ФРАГМЕНТ ДОКУМЕНТА:

Кроме того, вовсе нельзя сказать, что физические звуки устанавливаются нами только путем констатации их признаков, фонемы же – только путем констатации их отношений. Если звуки имеют какие-нибудь признаки, то установление этих признаков возможно только в результате сравнения самих этих звуков, т.е. в результате их отношения между собою; а констатация отношений между фонемами возможна только в результате учета характерных для них признаков. Нельзя установить ни признаков между двумя предметами без знания отношений между этими предметами, ни отношения между двумя предметами без знания признаков этих предметов.
Однако, указанная работа С.К. Шаумяна пронизана одним весьма важным убеждением, чуждым большинству тех, кто считает себя фонологом. А именно, отношение звука к фонеме звука, по мнению С.К. Шаумяна, вовсе не есть отношение вида к роду. Точнее же сказать, отношение вида к роду в области физических звуков совсем другое, чем отношение вида к роду в области фонем. Физические звуки рассматриваются сами по себе, и их отношения тоже рассматриваются сами по себе. Что же касается фонем, то фонемы освобождены от физической субстанции и рассматриваются независимо от своих физических субстанций. Так, например, мы можем взять пересечение заднеязычности и звонкости в его разных оттенках, фактически, в зависимости от того или другого его положения в речевом потоке. Но смысловое содержание этого соединения заднеязычности и звонкости – например, в слогах «га», «го», «гу» при фонемном его рассмотрении совершенно не нуждается ни в каких физических субстратах, хотя они и присутствуют тут фактически.

ИСХОДНЫЕ ДАННЫЕ:
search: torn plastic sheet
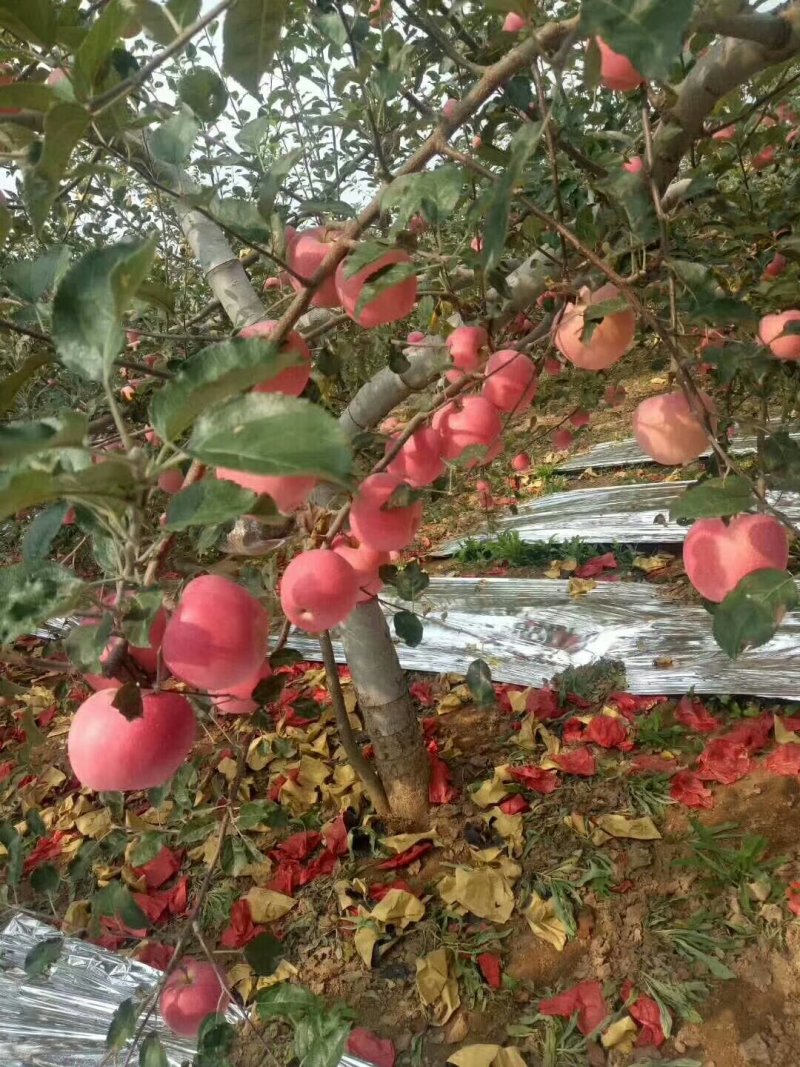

НАБОР УПРАЖНЕНИЙ:
A. Чем, по мнению С.К. Шаумяна, согласно фрагменту о фонемах, вовсе не является отношение звука к фонеме?
B. Перечислите все слоги, которые приведены во фрагменте о фонемах как пример соединения заднеязычности и звонкости.
C. Выведите без изменений часть фрагмента о фонемах, которая начинается со слов, содержащих «Кроме того, вовсе», и заканчивается словами «признаков этих предметов.».

ПРАВИЛЬНЫЕ ОТВЕТЫ:
A. Отношением вида к роду.

B. «га», «го», «гу»

C.
Кроме того, вовсе нельзя сказать, что физические звуки устанавливаются нами только путем констатации их признаков, фонемы же – только путем констатации их отношений. Если звуки имеют какие-нибудь признаки, то установление этих признаков возможно только в результате сравнения самих этих звуков, т.е. в результате их отношения между собою; а констатация отношений между фонемами возможна только в результате учета характерных для них признаков. Нельзя установить ни признаков между двумя предметами без знания отношений между этими предметами, ни отношения между двумя предметами без знания признаков этих предметов.